-- BEGIN LISTING --

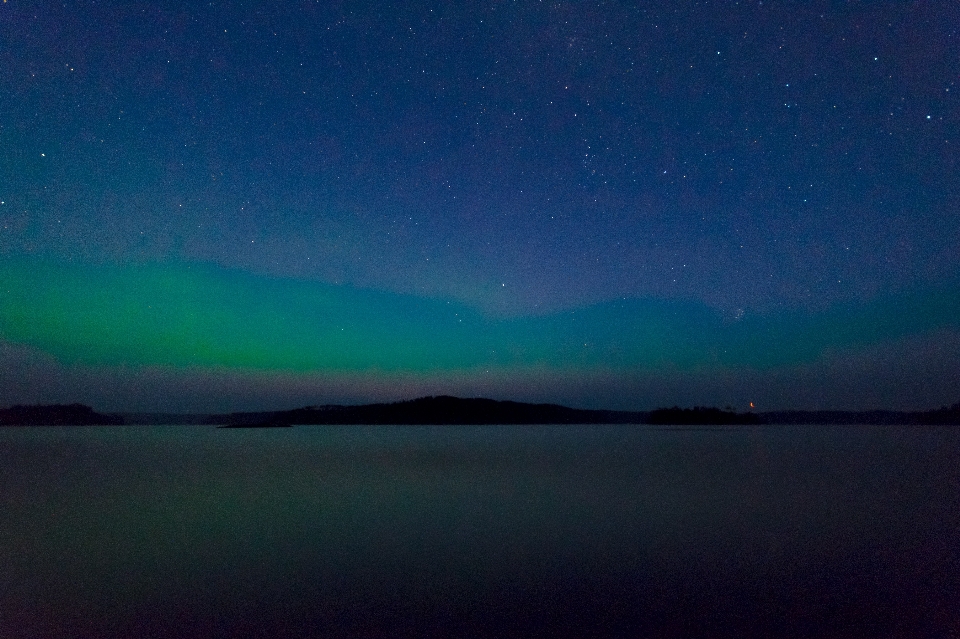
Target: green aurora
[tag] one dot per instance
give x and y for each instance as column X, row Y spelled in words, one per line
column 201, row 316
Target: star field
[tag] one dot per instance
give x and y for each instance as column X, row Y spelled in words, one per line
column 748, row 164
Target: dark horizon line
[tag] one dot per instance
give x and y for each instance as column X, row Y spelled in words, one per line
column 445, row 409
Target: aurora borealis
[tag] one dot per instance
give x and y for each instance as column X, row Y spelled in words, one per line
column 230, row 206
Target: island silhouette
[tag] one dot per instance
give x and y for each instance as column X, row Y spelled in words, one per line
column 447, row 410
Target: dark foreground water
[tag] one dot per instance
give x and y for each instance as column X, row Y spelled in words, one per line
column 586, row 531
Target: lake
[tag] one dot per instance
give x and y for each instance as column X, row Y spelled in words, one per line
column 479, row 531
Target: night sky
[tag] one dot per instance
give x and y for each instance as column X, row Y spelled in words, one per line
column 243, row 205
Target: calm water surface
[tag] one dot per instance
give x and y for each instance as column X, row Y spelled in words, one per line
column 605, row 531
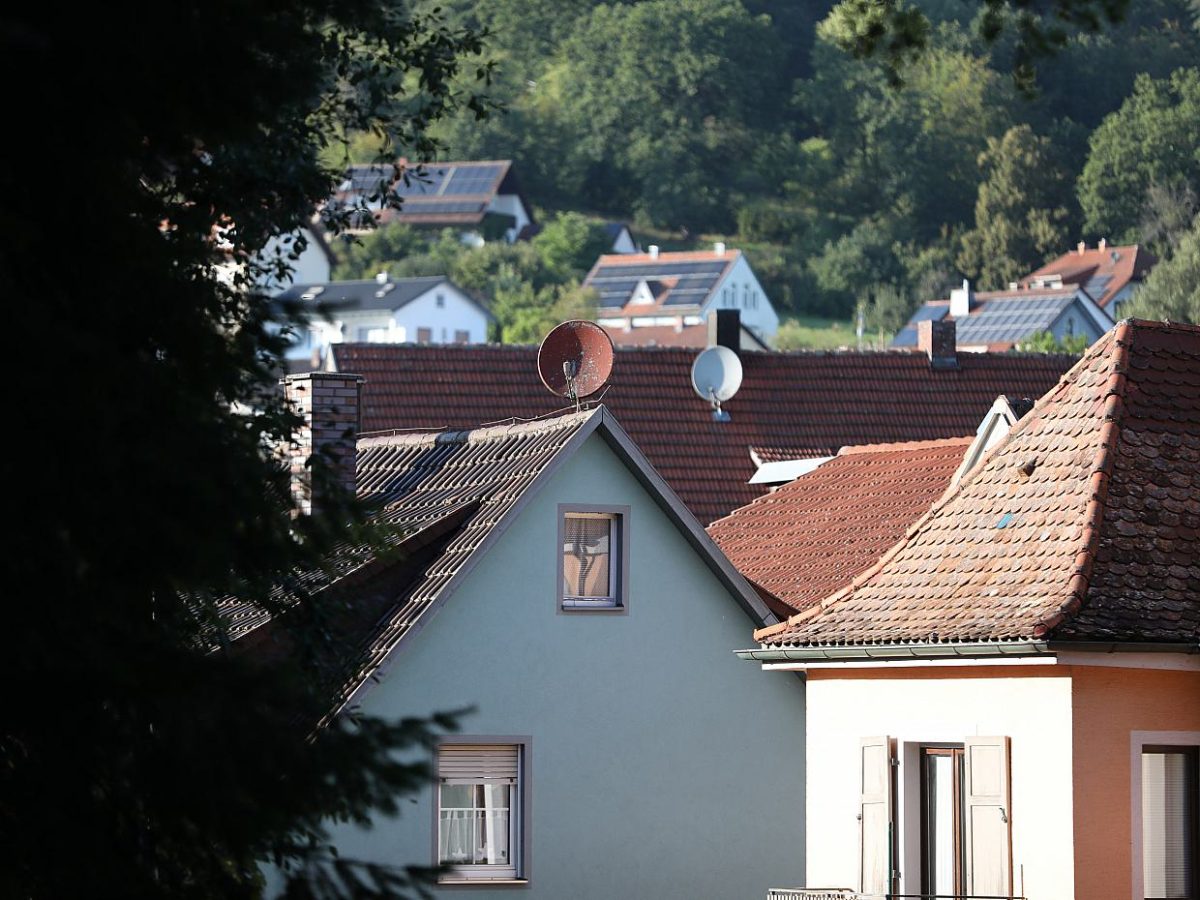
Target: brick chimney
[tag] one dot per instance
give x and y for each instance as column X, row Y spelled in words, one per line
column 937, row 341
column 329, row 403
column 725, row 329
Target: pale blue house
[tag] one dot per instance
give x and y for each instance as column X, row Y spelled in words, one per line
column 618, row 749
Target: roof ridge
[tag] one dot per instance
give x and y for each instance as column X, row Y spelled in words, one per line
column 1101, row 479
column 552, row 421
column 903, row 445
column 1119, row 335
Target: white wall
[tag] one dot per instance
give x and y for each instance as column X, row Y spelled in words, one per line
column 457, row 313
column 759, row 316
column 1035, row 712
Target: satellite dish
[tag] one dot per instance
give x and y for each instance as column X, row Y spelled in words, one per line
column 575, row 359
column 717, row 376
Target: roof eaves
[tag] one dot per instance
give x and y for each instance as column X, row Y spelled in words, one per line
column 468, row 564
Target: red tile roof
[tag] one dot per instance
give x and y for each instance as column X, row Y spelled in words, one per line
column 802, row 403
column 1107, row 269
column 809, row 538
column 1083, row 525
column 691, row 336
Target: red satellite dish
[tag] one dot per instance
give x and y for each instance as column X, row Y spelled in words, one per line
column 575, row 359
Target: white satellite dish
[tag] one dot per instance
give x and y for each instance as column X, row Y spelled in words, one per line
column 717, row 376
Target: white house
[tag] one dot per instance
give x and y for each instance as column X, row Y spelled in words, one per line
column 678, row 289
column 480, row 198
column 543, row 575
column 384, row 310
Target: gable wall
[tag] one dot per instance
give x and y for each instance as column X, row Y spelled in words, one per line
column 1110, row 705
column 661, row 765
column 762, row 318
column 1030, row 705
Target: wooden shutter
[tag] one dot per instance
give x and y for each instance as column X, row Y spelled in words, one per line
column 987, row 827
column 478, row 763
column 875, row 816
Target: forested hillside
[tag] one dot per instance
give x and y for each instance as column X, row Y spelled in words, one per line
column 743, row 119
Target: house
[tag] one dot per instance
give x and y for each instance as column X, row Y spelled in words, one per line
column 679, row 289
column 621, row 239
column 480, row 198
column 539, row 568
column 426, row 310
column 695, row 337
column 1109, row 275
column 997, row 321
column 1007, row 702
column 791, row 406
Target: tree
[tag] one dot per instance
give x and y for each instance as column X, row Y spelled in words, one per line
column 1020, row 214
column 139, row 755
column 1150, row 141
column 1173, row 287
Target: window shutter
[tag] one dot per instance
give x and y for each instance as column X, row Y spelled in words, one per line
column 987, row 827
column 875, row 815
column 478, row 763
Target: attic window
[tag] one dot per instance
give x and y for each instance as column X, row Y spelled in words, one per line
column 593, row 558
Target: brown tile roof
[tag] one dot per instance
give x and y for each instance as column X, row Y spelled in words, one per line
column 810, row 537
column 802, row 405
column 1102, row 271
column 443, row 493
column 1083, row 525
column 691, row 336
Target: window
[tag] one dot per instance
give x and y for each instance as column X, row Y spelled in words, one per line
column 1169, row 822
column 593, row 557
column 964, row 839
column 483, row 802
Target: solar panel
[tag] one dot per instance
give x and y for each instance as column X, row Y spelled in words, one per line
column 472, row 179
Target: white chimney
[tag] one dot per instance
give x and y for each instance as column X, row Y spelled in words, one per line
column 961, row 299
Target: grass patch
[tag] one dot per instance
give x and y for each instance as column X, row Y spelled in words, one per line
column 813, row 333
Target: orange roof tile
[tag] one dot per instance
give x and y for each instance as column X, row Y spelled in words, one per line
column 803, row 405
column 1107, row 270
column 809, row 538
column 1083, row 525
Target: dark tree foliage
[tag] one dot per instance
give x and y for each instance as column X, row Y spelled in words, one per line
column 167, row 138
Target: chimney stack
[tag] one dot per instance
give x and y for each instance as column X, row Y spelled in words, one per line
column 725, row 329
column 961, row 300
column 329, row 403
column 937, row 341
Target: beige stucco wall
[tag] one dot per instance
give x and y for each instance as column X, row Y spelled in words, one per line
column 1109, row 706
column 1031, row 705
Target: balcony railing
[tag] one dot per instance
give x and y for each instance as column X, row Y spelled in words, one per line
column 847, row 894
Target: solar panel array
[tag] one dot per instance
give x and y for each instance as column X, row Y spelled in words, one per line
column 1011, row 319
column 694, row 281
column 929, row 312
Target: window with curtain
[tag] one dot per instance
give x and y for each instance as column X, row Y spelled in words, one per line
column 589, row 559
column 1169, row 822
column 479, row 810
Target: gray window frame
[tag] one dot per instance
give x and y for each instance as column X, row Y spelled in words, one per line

-- END LISTING --
-- BEGIN LISTING --

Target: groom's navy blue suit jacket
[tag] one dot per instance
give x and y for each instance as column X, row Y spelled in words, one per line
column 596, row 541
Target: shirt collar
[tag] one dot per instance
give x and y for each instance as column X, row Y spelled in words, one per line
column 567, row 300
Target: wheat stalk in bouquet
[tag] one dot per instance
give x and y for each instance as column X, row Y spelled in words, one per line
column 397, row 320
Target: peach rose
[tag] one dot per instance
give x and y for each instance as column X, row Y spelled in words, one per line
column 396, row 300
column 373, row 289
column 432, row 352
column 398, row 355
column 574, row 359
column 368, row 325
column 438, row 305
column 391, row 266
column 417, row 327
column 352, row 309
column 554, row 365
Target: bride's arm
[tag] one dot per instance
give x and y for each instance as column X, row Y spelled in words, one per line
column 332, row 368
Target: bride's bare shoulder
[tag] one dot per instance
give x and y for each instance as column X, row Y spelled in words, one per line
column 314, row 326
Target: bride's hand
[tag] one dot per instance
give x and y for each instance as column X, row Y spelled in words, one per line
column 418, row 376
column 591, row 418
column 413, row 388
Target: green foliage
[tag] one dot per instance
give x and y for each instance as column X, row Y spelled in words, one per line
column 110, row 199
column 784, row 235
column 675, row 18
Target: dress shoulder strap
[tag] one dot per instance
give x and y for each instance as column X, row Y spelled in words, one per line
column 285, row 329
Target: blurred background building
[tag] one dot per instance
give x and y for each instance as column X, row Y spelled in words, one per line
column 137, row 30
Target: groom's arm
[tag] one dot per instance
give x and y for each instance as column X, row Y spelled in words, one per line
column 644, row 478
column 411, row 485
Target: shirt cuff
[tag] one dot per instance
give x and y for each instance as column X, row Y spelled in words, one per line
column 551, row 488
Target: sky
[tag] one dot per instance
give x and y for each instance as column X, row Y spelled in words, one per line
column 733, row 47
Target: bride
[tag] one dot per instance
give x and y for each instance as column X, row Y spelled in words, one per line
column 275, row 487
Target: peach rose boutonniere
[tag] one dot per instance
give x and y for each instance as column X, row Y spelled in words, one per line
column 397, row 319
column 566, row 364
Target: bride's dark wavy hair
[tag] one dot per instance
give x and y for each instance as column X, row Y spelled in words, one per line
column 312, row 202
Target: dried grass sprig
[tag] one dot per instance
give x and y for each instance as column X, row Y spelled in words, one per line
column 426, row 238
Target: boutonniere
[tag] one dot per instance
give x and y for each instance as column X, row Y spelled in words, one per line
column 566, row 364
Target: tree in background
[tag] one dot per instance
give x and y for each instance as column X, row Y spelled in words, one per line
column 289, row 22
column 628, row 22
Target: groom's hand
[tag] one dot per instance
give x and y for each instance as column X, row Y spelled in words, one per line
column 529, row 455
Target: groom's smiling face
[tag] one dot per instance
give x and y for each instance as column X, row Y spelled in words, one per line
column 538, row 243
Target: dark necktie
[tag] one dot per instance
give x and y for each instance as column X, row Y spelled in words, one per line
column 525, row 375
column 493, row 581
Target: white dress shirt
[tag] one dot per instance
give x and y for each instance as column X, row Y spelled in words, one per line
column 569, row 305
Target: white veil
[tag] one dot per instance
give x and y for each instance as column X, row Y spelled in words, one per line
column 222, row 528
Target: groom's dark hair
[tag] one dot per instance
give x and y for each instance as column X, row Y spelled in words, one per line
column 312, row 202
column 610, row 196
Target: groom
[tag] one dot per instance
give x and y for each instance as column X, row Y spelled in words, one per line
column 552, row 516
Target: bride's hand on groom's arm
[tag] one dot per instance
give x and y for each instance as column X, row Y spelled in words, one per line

-- END LISTING --

> [SHORT EXERCISE]
Return every line of the rows above that contains the word "background", copied in full.

> [EXERCISE RESPONSE]
Target: blurred background building
Target: tree in background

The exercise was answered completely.